## Aim of the exercise
A single number is the answer: how many lines of the entries contain the word "tree"?

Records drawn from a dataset
::::::

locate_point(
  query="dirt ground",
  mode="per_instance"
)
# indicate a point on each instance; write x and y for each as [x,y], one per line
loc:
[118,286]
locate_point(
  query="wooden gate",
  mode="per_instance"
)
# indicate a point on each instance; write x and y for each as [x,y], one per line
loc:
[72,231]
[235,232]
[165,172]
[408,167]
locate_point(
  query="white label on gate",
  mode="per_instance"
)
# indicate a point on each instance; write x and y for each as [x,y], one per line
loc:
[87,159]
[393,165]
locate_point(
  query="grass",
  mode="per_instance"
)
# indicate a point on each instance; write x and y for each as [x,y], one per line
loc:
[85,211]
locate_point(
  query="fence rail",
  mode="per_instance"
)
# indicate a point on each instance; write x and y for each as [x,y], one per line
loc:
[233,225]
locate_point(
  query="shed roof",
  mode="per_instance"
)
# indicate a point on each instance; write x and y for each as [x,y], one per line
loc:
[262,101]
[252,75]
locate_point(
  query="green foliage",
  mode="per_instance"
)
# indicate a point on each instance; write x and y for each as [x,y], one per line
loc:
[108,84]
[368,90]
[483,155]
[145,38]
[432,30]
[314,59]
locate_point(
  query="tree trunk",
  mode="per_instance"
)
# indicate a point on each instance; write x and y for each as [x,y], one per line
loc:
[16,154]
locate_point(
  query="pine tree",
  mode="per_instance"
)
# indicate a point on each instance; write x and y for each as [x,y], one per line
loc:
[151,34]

::::::

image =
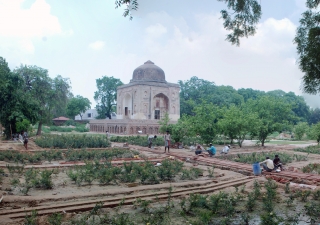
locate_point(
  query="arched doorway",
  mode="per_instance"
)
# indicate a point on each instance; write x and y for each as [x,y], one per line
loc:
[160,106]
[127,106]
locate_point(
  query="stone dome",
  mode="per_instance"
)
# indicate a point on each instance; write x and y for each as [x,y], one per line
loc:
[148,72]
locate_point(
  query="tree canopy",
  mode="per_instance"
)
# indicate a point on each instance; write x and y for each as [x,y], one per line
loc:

::::::

## Written reply
3